To do -> Filter the records below and copy out every line containing the string "under", treating uppercase and lowercase letters as distinct.

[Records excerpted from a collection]
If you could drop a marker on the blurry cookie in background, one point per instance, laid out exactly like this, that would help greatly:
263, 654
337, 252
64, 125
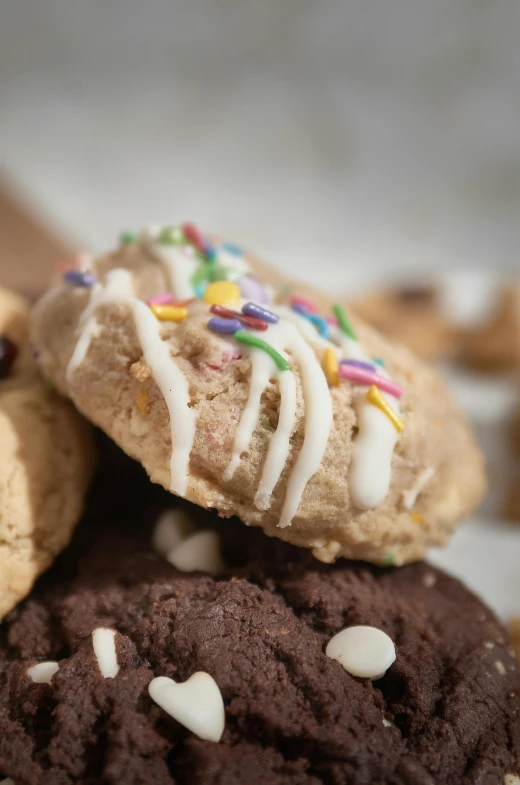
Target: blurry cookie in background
412, 315
46, 461
493, 345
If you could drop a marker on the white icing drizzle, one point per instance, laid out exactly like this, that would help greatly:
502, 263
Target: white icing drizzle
171, 381
410, 496
371, 466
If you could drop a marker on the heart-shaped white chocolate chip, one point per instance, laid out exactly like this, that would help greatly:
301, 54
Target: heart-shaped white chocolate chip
42, 672
104, 643
201, 552
363, 651
197, 703
171, 528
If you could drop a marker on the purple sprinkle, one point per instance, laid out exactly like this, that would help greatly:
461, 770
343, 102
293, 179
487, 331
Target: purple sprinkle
220, 325
251, 289
359, 364
77, 278
251, 309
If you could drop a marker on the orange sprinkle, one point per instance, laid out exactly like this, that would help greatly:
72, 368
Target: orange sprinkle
330, 367
376, 399
142, 401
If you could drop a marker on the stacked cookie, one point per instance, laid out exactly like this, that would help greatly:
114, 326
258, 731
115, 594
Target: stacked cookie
208, 651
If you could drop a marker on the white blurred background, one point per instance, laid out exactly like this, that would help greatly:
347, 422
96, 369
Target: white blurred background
339, 137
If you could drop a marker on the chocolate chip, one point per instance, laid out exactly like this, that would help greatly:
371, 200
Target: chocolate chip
8, 353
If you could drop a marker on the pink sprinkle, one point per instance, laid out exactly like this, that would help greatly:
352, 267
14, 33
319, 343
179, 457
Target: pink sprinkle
305, 303
361, 376
160, 299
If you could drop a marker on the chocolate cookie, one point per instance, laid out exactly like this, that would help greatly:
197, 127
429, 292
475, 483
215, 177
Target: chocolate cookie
314, 428
115, 642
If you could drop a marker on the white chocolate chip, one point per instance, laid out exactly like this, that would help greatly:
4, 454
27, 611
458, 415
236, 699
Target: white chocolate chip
201, 552
103, 641
171, 527
197, 703
429, 580
363, 651
410, 496
42, 672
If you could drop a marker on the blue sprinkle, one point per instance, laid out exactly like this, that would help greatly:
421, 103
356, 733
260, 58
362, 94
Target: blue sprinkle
77, 278
220, 325
232, 249
252, 309
359, 364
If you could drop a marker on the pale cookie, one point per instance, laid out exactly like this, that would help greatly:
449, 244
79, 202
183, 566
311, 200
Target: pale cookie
46, 460
413, 316
346, 468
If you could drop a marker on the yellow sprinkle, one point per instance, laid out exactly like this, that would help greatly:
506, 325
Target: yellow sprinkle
222, 293
330, 367
142, 401
376, 399
169, 313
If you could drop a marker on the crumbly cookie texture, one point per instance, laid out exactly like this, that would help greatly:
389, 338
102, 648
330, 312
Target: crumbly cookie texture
46, 461
413, 316
445, 712
334, 481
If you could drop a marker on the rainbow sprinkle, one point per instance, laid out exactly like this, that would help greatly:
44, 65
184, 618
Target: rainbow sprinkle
330, 367
161, 299
247, 321
376, 399
303, 302
169, 313
126, 238
77, 278
257, 312
362, 376
344, 322
221, 292
252, 340
171, 235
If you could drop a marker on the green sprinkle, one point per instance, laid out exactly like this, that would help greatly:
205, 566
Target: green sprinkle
172, 235
125, 238
201, 275
251, 340
344, 322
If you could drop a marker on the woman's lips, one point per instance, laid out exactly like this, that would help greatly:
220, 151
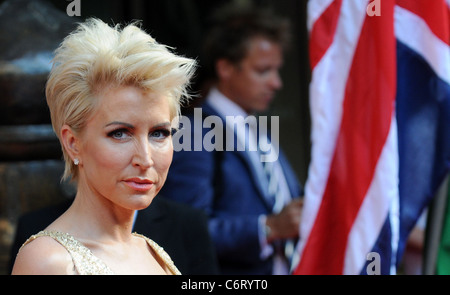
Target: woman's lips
139, 184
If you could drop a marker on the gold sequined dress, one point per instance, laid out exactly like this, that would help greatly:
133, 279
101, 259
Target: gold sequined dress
84, 260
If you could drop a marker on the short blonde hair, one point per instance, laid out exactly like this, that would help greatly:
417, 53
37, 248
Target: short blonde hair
96, 56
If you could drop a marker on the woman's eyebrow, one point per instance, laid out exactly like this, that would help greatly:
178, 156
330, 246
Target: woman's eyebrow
164, 124
129, 126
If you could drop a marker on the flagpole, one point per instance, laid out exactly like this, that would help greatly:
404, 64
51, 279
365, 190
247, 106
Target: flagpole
433, 232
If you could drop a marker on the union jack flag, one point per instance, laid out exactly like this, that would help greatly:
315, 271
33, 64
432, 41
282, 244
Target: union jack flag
380, 109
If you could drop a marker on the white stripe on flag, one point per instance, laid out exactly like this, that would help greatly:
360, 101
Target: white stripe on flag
374, 210
326, 97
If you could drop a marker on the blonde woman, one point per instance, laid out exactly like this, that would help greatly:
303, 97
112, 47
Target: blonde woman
114, 95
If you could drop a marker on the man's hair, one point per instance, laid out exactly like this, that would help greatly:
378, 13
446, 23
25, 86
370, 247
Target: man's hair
233, 27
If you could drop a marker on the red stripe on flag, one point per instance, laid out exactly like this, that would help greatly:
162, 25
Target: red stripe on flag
367, 112
322, 32
435, 13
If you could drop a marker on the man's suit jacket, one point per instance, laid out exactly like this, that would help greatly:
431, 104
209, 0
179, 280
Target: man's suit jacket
228, 188
182, 232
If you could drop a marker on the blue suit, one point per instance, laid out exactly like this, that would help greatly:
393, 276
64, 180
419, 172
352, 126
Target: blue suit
228, 188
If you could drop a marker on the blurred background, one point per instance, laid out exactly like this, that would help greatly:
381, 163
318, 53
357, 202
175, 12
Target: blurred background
30, 155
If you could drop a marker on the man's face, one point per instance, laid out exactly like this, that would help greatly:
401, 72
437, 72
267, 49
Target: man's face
253, 82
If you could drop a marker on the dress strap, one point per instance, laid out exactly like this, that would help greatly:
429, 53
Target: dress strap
84, 261
162, 254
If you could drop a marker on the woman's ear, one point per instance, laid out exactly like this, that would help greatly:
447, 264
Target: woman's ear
70, 142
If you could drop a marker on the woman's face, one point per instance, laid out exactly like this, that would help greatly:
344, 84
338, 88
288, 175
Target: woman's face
126, 147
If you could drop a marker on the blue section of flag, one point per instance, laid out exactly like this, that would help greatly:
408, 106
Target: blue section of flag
423, 119
383, 246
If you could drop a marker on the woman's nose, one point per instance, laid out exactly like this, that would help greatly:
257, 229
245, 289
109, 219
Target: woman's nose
143, 155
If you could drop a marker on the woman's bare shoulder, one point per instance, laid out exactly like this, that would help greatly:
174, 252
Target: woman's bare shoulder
43, 256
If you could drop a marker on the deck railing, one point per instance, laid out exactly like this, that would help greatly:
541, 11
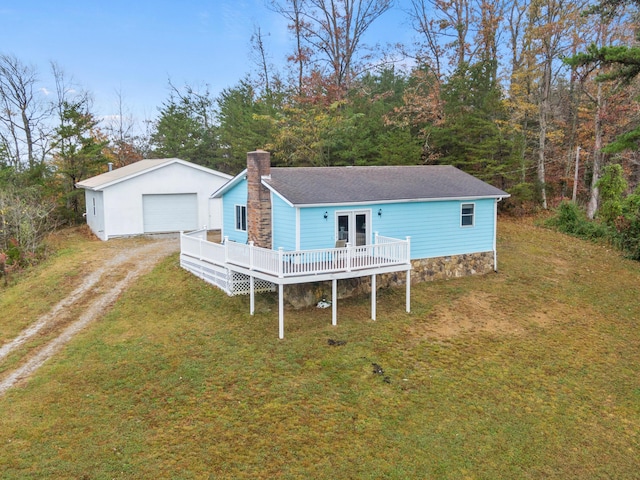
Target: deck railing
386, 251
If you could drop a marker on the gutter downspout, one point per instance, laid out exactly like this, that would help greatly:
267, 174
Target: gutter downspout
495, 234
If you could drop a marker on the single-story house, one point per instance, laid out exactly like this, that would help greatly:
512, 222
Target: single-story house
299, 225
153, 196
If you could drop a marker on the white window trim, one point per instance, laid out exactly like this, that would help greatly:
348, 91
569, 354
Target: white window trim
235, 218
473, 215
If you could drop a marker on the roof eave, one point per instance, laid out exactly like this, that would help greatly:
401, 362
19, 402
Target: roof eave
230, 184
411, 200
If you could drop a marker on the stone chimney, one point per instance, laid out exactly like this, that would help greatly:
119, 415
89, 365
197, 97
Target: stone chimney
258, 199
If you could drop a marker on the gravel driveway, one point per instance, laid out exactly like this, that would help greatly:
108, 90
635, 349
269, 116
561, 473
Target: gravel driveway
99, 290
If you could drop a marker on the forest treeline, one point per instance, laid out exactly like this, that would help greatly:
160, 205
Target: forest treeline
537, 97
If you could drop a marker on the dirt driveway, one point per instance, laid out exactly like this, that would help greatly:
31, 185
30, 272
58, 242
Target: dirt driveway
91, 300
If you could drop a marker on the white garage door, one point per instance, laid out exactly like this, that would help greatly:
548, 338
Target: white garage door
170, 213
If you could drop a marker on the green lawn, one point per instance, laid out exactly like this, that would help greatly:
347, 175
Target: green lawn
533, 372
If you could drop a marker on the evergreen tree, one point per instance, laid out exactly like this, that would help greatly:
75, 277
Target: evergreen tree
470, 137
77, 155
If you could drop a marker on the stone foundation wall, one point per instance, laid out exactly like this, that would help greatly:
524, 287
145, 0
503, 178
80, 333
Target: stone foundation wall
423, 270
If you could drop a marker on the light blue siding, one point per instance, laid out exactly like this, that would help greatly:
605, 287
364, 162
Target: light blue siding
235, 196
315, 231
434, 227
283, 224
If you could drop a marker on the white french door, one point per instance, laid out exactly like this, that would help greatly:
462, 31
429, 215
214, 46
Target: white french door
354, 227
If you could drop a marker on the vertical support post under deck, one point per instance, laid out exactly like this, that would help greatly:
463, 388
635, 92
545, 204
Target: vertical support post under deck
334, 301
373, 296
408, 300
252, 295
409, 290
280, 312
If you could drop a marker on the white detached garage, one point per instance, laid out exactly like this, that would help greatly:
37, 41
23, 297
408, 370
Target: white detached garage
153, 196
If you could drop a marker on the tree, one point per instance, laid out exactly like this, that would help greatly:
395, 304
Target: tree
612, 186
332, 30
123, 147
185, 128
549, 22
245, 124
21, 113
606, 31
77, 153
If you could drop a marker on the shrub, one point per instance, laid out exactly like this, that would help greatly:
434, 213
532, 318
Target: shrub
570, 218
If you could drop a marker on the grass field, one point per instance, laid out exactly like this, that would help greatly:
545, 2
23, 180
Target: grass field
533, 372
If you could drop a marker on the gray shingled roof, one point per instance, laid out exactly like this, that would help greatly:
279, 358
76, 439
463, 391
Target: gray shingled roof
337, 185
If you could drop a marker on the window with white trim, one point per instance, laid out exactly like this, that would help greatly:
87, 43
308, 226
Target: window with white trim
241, 218
466, 214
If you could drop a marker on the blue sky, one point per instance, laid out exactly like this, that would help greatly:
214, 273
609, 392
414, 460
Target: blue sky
135, 46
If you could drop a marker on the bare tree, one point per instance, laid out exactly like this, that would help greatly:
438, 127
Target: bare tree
260, 57
21, 112
333, 31
120, 129
292, 11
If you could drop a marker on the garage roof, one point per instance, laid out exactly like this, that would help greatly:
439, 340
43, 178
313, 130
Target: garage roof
134, 169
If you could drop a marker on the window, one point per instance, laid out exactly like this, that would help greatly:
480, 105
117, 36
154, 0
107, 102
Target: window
466, 216
241, 218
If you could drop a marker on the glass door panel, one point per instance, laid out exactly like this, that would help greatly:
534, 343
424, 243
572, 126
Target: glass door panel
343, 228
361, 229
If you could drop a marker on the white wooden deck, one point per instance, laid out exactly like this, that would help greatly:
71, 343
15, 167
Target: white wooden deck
281, 267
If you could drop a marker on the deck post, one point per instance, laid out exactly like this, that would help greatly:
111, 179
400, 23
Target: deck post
334, 301
409, 290
373, 296
280, 311
252, 295
409, 275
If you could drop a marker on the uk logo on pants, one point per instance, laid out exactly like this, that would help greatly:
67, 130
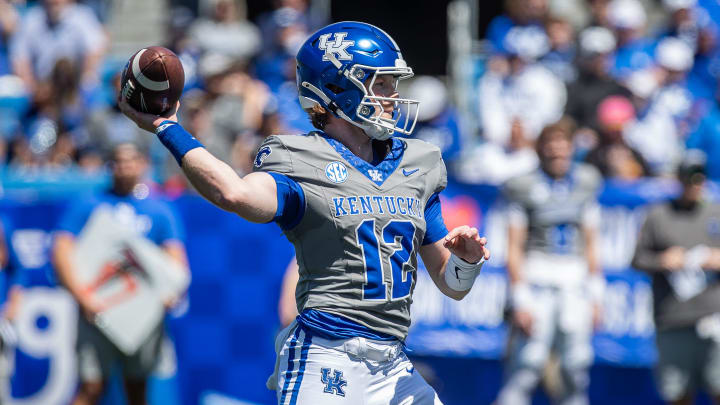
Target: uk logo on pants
334, 384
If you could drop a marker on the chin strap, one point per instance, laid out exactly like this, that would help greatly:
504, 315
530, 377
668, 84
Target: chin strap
371, 130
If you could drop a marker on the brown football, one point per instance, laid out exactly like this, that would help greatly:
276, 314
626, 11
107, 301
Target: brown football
153, 80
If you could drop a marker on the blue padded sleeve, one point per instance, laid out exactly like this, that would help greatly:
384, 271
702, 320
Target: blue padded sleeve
435, 225
291, 201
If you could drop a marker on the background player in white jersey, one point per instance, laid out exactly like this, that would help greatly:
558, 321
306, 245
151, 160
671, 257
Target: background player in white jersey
555, 277
358, 205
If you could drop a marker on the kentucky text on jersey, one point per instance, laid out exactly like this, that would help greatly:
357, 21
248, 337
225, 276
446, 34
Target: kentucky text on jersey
377, 205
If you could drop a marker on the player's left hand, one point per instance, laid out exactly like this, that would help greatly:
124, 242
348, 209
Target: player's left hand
465, 243
146, 121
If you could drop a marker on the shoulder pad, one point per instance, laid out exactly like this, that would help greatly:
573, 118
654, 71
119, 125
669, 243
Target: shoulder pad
273, 156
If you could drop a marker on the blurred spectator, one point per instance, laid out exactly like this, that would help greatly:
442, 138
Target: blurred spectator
12, 282
283, 31
59, 29
703, 78
522, 17
235, 112
634, 50
594, 82
437, 121
679, 246
706, 138
612, 156
223, 29
8, 24
493, 163
556, 284
286, 27
599, 13
515, 87
130, 202
685, 21
560, 59
659, 132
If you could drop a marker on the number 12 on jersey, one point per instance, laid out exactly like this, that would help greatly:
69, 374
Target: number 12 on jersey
399, 233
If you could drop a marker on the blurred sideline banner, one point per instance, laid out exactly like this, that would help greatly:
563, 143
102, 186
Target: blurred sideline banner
224, 333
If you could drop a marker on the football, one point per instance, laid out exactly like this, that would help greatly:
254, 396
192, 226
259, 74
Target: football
152, 80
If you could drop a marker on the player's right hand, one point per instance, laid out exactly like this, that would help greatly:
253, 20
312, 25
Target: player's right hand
523, 320
148, 122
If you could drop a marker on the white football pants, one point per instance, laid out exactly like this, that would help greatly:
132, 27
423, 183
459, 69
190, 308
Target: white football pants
314, 371
562, 321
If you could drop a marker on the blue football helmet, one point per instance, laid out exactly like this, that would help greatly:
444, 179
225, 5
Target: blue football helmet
336, 69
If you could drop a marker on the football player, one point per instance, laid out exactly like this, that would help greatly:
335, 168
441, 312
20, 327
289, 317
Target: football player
359, 205
555, 277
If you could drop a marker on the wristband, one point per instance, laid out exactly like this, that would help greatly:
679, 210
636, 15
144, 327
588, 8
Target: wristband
460, 275
176, 139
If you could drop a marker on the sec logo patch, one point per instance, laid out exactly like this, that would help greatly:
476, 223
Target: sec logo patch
336, 172
263, 153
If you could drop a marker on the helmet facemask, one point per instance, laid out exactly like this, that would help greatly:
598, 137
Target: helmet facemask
370, 110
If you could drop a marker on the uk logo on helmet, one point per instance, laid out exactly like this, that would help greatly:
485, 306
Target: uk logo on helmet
337, 46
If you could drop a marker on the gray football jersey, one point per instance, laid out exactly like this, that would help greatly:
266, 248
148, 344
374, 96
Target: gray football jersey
358, 238
555, 210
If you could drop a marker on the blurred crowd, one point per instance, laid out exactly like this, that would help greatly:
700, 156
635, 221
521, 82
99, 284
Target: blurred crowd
59, 75
634, 80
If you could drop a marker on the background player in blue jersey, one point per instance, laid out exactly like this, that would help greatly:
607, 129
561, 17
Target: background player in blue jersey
555, 277
131, 204
12, 281
359, 205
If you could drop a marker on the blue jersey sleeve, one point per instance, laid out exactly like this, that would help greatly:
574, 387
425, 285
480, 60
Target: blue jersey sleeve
435, 225
291, 201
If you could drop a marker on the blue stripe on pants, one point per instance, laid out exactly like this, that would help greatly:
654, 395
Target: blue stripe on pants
303, 361
291, 358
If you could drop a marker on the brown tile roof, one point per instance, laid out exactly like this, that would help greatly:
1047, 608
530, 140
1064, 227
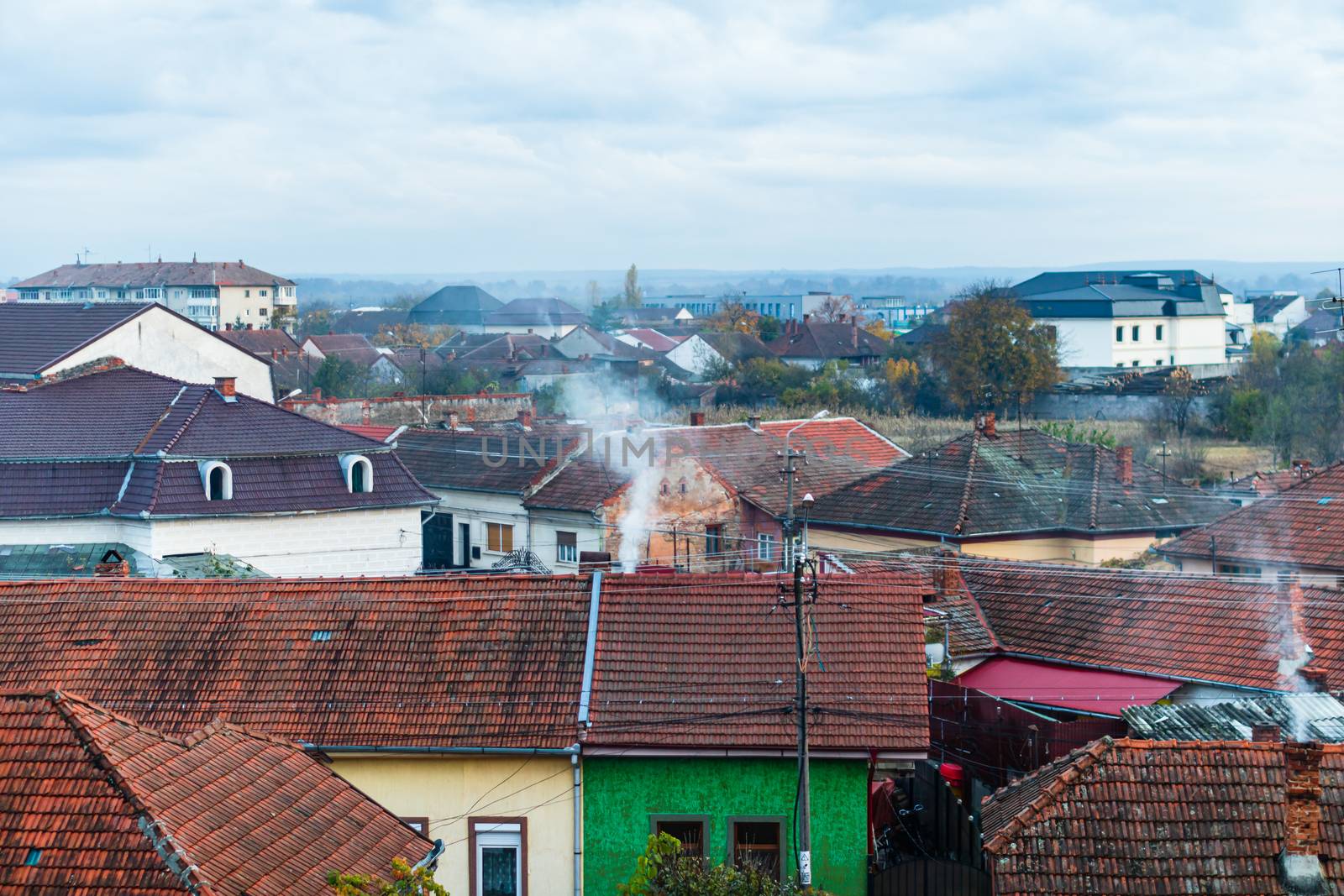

Exercise output ->
If you could drop a marker on the vertical support post under deck, one point per instance, laid out exactly like this, that would help greatly:
Target: vertical support post under deck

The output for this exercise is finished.